Silicon Valley rideshare giant Uber is reducing its workforce by roughly 14 percent — about 3,700 people — as the coronavirus pandemic and stay-home mandates reduce the demand for rides, according to a Wednesday (May 6) regulatory filing.
Uber CEO Dara Khosrowshahi is giving up his $1 million base pay until the end of 2020, the filing with the Securities and Exchange Commission (SEC) also indicated.
“Due to lower trip volumes in its Rides segment and the Company’s current hiring freeze, the Company is reducing its customer support and recruiting teams by approximately 3,700 full-time employee roles,” according to the filing.
Uber anticipates the cuts will cost it about $20 million due to severance and other benefits associated with the layoffs.
“Days like this are brutal … We are looking at many scenarios and at each and every cost, both variable and fixed, across the company,” Khosrowshahi said in a memo to employees, as per a Wall Street Journal report on Wednesday.
“We want to be smart, to move fast, to retain as many of our great people as we can, and treat everyone with dignity, support and respect,” he said.
The worldwide COVID-19 pandemic has triggered an economic crisis and has hit companies in the gig economy particularly hard as people continue to follow stay-home mandates and non-essential businesses remain temporarily closed.
During the week of April 20, rides with Uber were down 85 percent compared to the same week in 2019, according to research firm Edison Trends, as per the WSJ report.
“The impact on the sharing economy will be enormous, even devastating,” Stephanie Balaouras, a vice president at Forrester Research told WSJ.
Uber rival Lyft announced last month that it was reducing its workforce by 17 percent and cutting executives’ salaries May through August. The company said it was laying off 982 employees and furloughing 288 to trim operating costs.

[Problem 1]
Which percentage figures appear in the Uber layoffs article?
[Problem 2]
Set down the passage of the Uber layoffs article that opens with the words containing "During the week" and closes with "Research told WSJ.".
The entries that come next are separate material, unrelated to the Uber layoffs article.

[Data]
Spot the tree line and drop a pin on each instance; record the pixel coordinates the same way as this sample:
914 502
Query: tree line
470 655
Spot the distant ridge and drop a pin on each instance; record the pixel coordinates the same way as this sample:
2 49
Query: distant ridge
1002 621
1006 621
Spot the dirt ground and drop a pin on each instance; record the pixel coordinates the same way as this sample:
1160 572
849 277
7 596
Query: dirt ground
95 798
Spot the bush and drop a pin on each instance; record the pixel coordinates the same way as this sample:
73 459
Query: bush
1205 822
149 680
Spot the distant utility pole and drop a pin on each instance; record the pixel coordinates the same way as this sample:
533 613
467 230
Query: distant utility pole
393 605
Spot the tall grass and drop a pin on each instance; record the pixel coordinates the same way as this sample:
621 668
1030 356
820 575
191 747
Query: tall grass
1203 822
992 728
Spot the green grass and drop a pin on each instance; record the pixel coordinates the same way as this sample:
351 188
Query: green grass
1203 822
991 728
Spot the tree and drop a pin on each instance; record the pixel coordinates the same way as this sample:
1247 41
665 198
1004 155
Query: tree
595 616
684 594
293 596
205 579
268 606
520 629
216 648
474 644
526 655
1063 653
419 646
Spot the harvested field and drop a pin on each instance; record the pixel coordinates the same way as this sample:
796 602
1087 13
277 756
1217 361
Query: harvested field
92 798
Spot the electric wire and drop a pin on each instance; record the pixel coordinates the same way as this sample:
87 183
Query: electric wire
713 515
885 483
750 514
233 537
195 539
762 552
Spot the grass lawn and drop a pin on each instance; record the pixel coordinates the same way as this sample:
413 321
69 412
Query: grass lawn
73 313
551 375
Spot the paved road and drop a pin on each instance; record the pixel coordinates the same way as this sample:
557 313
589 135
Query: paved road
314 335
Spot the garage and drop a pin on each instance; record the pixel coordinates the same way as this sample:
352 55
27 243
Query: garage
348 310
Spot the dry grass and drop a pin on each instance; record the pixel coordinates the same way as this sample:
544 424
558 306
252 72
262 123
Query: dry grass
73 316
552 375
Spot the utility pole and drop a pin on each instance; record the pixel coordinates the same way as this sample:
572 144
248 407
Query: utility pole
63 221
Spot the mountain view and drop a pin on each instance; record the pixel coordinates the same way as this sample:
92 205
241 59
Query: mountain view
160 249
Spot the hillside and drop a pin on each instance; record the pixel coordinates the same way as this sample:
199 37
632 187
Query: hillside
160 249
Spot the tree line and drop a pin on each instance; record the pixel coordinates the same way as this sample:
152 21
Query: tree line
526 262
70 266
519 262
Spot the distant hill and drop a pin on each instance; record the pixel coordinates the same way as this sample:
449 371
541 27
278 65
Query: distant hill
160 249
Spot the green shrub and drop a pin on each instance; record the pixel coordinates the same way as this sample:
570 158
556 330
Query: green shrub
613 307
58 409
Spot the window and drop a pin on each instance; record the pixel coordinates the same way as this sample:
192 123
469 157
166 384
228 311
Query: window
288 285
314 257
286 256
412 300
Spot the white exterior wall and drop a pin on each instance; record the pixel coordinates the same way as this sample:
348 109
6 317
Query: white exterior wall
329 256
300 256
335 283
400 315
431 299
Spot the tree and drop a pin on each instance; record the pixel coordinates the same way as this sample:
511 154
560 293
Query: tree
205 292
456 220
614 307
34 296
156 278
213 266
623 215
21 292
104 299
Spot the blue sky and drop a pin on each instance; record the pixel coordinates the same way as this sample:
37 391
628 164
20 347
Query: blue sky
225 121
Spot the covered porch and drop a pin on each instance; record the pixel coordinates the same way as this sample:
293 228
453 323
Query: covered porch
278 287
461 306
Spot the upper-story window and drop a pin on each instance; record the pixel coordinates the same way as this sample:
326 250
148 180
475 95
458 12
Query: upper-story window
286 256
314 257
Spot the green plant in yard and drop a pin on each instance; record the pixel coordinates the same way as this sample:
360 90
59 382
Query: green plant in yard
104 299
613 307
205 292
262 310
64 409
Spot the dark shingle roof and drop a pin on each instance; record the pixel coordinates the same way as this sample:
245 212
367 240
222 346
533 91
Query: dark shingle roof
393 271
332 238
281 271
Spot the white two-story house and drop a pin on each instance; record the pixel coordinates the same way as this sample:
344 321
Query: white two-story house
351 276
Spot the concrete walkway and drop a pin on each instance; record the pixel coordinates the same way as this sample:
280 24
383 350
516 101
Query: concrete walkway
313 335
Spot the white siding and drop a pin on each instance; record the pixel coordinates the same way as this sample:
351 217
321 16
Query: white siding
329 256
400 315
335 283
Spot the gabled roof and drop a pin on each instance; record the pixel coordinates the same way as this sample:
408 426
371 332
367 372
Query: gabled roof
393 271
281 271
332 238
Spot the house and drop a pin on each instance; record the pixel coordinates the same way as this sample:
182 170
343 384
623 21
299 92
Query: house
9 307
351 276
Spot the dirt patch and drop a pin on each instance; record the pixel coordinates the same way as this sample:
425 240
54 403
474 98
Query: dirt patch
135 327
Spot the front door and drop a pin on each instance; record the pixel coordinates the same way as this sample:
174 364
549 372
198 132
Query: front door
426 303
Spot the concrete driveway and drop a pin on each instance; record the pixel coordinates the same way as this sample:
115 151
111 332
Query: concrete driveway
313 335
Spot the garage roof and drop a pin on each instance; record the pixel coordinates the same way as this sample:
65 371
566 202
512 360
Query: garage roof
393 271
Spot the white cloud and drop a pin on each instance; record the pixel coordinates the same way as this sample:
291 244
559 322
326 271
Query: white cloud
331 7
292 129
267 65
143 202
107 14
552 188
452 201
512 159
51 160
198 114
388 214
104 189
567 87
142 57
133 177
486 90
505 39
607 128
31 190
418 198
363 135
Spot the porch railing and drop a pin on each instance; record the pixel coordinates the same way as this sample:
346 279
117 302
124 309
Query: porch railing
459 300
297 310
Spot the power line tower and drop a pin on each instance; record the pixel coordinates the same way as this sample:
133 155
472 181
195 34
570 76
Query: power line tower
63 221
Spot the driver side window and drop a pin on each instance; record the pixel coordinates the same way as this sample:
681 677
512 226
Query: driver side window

[Exercise result 1]
14 percent, 85 percent, 17 percent

[Exercise result 2]
During the week of April 20, rides with Uber were down 85 percent compared to the same week in 2019, according to research firm Edison Trends, as per the WSJ report.
“The impact on the sharing economy will be enormous, even devastating,” Stephanie Balaouras, a vice president at Forrester Research told WSJ.